Given problem.
Please write out every line below, reproducing each one character for character.

Extracted material.
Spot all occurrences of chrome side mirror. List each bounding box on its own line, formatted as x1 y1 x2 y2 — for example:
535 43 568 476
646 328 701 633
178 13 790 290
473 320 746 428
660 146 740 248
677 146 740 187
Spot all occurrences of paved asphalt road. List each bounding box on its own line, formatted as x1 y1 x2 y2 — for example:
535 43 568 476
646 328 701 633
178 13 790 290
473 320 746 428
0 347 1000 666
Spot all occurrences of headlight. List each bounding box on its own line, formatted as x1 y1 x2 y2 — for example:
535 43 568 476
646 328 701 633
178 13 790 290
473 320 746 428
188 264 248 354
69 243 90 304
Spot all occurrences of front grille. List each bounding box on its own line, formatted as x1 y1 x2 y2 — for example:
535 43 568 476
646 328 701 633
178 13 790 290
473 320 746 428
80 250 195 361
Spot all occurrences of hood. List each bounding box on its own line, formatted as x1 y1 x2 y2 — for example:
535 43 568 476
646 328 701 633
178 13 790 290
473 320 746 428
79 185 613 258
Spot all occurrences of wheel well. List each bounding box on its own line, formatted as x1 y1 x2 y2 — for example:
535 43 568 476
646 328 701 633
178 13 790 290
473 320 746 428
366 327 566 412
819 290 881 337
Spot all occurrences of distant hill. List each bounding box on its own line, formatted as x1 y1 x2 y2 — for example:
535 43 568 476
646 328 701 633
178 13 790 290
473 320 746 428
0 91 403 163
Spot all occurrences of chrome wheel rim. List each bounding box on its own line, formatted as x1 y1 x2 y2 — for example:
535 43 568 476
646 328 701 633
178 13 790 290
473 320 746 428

Solution.
Spot all occurrences of chrome side mirror. List each bounding box on its own line, formatted as x1 y1 x2 y2 — for example:
535 43 568 476
646 328 701 633
178 13 790 290
473 320 746 428
660 146 740 248
677 146 740 187
Spot all occurrences of paved asphalt road. List each bounding box on its own line, formatted as x1 y1 x2 y2 — for example:
535 43 568 476
646 328 701 633
178 13 790 290
473 320 746 428
0 347 1000 666
Spot all occurrences of headlight. List each bounding box on its own line, formatted as x1 y1 x2 y2 — for example:
535 43 568 476
646 328 701 633
178 13 790 290
473 320 746 428
188 264 248 354
69 243 90 304
Spot all occurrences of front grille. List each bounding box on its own line, formatted as x1 y1 x2 y2 — for example:
535 43 568 476
646 328 701 633
178 13 790 290
473 320 746 428
80 250 195 361
Spot all occurrences of hood. List each bounding box on its own line, formatted as x1 y1 x2 y2 — for example:
535 43 568 476
646 328 701 633
178 13 790 290
473 320 746 428
79 185 613 258
Spot all occurrences of wheel well. List each bounding box on its own line, formatted as x1 y1 x2 y2 — for example:
535 43 568 476
646 328 701 633
178 13 790 290
473 320 746 428
366 327 566 412
819 290 881 337
Spot all occurrences of distant hill. List each bounding box on its own line, formatted as x1 y1 x2 y2 — for example:
535 43 568 476
646 328 701 633
178 13 790 290
473 320 746 428
0 91 403 163
Spot all occurrences of chrome wheel rim. List each bounding box on its own line, formatted as x1 y1 x2 y2 — for example:
535 43 568 476
646 328 701 633
178 13 790 290
473 320 746 428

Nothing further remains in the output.